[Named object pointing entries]
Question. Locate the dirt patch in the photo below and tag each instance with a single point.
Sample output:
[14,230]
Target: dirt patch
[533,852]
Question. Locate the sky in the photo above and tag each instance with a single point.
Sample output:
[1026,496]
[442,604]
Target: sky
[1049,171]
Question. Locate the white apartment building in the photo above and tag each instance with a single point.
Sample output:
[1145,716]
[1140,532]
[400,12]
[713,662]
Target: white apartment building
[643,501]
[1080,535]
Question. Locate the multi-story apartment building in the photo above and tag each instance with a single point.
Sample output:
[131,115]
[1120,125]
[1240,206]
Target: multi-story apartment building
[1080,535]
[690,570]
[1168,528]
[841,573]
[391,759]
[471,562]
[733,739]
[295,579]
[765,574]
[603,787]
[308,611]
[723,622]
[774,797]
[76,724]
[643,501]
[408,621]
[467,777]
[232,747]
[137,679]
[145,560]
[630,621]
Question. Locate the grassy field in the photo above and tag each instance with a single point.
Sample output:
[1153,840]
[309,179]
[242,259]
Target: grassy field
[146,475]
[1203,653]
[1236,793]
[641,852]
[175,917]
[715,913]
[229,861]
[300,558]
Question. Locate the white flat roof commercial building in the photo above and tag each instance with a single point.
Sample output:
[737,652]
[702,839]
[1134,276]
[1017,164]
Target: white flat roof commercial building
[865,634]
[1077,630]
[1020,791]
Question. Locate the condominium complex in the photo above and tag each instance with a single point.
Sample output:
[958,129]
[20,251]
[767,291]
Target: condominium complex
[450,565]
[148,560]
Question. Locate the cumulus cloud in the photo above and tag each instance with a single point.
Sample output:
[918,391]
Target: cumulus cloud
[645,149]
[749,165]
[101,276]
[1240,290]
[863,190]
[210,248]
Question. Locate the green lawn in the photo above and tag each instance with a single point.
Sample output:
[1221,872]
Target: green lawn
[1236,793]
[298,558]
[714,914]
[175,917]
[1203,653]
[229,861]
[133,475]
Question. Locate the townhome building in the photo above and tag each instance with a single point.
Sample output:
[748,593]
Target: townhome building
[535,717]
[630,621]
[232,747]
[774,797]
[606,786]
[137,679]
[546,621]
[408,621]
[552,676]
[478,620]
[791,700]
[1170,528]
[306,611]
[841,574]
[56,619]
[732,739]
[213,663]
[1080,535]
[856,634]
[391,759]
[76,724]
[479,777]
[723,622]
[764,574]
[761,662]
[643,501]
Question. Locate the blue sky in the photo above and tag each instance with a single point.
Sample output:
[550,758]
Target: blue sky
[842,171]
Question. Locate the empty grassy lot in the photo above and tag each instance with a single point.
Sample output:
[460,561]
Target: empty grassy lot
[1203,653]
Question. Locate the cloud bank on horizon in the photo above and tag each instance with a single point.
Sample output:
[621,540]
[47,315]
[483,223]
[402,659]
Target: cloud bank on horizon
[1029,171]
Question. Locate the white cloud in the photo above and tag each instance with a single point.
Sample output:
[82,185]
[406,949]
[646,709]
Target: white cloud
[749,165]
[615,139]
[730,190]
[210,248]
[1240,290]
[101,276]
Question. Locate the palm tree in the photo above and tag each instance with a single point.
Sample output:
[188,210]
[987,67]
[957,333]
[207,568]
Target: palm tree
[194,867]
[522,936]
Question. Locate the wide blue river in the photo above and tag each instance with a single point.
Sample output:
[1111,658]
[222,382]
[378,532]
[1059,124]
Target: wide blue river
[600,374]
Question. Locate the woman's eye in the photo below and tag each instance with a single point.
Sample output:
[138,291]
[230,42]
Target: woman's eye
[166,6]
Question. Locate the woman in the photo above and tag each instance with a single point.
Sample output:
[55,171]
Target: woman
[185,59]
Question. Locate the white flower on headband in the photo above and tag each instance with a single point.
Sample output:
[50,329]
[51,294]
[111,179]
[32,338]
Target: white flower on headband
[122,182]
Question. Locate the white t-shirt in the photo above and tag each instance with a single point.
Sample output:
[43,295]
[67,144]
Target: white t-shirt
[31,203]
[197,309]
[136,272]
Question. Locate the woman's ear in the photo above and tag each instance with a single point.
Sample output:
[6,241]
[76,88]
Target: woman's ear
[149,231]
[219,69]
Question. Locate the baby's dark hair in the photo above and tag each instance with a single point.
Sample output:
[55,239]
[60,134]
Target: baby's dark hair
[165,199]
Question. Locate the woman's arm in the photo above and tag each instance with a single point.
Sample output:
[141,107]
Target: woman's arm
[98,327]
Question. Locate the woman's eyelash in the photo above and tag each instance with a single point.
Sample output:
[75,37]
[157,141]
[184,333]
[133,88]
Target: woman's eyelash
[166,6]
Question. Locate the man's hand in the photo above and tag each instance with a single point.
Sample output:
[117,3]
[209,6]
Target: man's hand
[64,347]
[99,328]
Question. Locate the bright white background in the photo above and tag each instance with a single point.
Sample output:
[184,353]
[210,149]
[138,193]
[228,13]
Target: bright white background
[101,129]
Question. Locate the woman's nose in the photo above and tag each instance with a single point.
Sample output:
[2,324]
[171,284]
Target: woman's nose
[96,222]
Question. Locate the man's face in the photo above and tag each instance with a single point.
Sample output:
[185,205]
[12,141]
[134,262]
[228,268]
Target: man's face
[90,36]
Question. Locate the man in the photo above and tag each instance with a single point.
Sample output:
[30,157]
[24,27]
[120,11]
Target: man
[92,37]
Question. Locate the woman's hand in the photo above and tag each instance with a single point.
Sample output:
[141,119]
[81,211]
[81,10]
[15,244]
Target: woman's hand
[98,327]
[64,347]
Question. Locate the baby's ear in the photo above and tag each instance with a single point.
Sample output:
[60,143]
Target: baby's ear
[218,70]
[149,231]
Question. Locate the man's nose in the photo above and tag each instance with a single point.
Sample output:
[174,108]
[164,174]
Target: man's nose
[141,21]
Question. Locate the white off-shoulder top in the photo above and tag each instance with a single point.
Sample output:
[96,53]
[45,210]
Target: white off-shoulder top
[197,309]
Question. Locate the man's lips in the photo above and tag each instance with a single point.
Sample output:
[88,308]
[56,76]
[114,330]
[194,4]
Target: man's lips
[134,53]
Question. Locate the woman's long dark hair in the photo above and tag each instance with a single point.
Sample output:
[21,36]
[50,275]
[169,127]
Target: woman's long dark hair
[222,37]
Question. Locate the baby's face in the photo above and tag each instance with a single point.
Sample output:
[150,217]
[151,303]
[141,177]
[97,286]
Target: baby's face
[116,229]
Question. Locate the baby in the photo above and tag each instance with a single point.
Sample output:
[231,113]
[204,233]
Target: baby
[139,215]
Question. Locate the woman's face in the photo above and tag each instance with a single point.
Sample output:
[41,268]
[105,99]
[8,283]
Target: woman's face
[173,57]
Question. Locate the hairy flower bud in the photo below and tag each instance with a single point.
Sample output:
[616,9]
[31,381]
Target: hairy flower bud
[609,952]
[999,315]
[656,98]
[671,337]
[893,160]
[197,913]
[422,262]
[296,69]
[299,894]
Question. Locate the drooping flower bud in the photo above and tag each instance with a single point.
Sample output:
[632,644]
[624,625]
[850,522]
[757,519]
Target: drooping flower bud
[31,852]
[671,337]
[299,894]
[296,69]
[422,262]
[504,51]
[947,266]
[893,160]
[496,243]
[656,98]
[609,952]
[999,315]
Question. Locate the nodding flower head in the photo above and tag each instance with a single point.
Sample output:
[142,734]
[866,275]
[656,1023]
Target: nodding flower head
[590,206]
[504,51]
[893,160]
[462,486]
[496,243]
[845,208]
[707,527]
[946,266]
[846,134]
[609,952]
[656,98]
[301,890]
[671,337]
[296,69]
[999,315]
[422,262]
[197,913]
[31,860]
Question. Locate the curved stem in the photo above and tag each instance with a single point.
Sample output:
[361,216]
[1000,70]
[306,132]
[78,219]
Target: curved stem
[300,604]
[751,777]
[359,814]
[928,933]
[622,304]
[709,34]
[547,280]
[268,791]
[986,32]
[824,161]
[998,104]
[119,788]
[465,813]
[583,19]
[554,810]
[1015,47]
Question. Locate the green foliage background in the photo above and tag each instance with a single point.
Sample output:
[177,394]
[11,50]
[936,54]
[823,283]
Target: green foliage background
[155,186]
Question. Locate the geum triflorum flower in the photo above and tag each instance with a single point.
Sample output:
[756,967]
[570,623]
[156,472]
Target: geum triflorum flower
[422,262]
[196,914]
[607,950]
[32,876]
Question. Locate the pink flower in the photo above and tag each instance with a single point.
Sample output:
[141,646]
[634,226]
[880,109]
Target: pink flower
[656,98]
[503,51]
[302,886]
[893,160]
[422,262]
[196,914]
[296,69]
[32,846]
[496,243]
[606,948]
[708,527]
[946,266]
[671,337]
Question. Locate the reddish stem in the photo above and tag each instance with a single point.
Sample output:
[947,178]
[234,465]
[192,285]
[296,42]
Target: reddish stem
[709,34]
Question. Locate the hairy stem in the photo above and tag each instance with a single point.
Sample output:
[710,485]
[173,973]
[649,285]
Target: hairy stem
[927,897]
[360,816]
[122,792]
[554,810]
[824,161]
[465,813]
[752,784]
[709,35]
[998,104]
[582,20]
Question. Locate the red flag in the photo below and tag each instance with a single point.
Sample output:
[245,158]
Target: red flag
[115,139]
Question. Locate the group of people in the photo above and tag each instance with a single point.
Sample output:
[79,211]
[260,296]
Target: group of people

§ PROBLEM TO WORK ON
Each line from the one containing "Question. Locate the hairy stem" to the end of the records should be echoed exactly, and no other line.

§ WRITTEN RESPONSE
Question. Locate the hairy stem in the photo above and tag each instance with a single point.
Sample output:
[710,485]
[173,973]
[649,285]
Target: hairy stem
[927,897]
[360,816]
[122,792]
[554,810]
[824,161]
[465,813]
[752,784]
[709,35]
[998,104]
[582,20]
Question. Locate the red flag in the photo below and tag each instance with a single point.
Sample output:
[245,158]
Target: red flag
[115,139]
Question. Locate the group of people in the photo above and tag each instance with a single point.
Sample output:
[79,211]
[260,296]
Target: group of people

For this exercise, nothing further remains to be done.